━━━ RAW RECORDS
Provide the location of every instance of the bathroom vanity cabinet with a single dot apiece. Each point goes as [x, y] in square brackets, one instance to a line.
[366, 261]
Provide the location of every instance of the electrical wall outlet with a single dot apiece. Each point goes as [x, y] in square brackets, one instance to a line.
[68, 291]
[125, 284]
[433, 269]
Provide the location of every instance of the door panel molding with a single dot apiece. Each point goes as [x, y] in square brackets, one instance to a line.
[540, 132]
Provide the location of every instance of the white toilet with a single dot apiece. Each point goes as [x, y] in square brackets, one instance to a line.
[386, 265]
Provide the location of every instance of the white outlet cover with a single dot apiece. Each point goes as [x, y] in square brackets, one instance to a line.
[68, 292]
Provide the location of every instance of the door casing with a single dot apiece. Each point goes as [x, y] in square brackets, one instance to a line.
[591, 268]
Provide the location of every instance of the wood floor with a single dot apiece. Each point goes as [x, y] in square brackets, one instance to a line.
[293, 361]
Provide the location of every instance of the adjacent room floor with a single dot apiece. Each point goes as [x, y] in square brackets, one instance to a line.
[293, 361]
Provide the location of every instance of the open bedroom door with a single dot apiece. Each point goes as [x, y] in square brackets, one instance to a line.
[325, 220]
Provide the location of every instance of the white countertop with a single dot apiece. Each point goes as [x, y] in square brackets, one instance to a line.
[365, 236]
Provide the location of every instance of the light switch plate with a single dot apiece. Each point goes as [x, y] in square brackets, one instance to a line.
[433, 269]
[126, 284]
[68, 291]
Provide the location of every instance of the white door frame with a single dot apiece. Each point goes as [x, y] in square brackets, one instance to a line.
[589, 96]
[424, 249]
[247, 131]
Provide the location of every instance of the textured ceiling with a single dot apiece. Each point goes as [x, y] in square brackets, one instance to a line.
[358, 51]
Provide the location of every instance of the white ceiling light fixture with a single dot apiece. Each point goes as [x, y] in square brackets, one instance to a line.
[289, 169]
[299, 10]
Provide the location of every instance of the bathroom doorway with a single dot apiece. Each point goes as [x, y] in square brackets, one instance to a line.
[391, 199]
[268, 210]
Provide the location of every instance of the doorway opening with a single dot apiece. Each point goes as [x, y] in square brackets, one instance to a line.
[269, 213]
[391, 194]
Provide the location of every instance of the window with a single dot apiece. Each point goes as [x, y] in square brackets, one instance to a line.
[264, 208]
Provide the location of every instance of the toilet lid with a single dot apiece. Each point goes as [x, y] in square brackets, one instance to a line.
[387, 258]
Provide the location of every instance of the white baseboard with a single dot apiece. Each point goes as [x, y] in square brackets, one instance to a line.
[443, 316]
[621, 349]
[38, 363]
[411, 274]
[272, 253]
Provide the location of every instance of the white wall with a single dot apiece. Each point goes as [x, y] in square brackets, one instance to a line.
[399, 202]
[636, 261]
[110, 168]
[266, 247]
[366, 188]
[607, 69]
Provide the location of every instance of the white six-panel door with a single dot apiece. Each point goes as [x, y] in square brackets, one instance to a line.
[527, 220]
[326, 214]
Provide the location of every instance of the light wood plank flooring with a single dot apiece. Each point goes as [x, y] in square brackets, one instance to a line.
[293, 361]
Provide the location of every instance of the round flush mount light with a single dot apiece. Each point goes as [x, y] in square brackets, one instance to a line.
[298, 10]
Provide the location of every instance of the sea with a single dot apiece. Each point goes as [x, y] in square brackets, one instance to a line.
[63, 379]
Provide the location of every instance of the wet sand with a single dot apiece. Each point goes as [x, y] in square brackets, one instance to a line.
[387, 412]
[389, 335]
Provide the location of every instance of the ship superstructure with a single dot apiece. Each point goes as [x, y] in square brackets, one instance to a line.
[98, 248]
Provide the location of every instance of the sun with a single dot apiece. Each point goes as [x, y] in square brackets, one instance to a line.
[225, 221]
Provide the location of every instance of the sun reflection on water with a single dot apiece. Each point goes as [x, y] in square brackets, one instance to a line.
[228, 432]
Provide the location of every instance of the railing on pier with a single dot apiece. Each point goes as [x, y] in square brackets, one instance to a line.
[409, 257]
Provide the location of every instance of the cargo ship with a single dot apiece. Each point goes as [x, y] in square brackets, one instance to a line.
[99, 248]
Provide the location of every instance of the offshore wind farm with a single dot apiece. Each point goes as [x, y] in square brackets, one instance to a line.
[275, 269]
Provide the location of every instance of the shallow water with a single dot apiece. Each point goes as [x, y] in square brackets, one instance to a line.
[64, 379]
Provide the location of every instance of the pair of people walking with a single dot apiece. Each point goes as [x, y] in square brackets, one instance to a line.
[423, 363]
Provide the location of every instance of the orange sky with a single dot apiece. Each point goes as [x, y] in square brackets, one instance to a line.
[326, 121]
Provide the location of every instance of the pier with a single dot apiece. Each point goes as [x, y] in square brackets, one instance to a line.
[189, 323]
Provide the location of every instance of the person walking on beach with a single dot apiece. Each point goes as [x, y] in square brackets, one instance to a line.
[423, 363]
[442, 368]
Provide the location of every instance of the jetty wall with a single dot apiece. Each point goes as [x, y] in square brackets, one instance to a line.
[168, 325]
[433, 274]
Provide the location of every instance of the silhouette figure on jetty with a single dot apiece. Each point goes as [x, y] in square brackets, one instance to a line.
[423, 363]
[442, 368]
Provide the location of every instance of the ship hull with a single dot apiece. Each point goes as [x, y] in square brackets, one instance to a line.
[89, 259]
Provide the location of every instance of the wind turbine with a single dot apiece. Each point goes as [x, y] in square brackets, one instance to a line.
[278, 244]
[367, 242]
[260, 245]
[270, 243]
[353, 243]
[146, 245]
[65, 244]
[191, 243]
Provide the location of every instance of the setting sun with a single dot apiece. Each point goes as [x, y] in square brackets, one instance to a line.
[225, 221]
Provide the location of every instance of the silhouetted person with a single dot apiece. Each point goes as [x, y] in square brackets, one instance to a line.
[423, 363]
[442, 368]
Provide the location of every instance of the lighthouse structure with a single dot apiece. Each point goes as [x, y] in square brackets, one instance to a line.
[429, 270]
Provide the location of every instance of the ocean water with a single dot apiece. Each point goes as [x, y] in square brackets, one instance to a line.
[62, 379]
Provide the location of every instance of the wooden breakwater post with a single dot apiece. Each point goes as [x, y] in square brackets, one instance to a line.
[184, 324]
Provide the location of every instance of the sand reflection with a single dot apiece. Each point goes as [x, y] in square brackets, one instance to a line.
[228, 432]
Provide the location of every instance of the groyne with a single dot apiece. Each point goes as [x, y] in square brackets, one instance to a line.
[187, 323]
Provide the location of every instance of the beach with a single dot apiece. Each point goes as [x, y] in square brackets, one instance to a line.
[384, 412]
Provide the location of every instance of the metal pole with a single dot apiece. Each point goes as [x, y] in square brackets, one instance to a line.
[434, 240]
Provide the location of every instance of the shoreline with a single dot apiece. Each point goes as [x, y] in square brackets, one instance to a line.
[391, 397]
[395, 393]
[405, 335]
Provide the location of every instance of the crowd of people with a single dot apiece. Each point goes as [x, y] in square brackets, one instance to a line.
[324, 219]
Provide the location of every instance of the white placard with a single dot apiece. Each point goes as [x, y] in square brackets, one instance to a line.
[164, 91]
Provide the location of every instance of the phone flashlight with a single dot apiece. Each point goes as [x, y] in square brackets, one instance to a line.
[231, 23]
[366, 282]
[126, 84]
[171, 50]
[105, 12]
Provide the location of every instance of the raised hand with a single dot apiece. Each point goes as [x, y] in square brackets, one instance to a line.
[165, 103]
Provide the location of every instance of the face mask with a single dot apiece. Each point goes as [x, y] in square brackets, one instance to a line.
━━━━━━
> **DIRECTION**: Return everything from the line containing "Provide the location of every instance of the wooden" down to the end of the listing, copied with no changes.

> **WRITTEN RESPONSE**:
Provide the location of every instance of the wooden breakwater post with a single dot apiece. Each point goes as [x, y] in square brackets, one instance to a line.
[184, 324]
Provide the location of every instance of the sand reflection with a single dot apiece. Each point goes as [x, y] in square brackets, one instance to a line.
[228, 432]
Provide the location of every instance of the groyne with a single dot apiece. Each point goes as [x, y] in square brackets, one instance to a line.
[187, 323]
Provide the location of every instance of the beach with a single dot apiece. Each point goes as [x, y] in square brackets, one instance to a line.
[384, 412]
Provide the location of every instance of the metal pole with a single dot apiece. Each point goes as [x, y] in square brackets, one instance to a line.
[434, 240]
Provide the location of every instance of the shoreline with a single dot apiece. Each point goes as [x, y] in square brackets, one instance to a line.
[391, 397]
[395, 393]
[405, 335]
Provide the location of every instance of the crowd of people with a single dot apiece. Each point goes as [x, y] in square brackets, one instance to a line.
[324, 219]
Provide the location of every instance of the white placard with a single dot apiece. Each point goes as [x, y] in square brackets, one instance to a line.
[164, 91]
Provide the location of every instance of the phone flashlight with a single dot apiece. Each point goes as [x, y] in square brackets, one instance to a line.
[231, 23]
[366, 282]
[126, 84]
[171, 50]
[105, 12]
Provide the location of every instance of the raised hand with a single dot apiece. Each point goes as [x, y] in square brackets, one instance to a line.
[165, 103]
Provide the location of every instance of the face mask with a single dot apiece. Each point goes as [x, y] in square brackets, one instance to a line.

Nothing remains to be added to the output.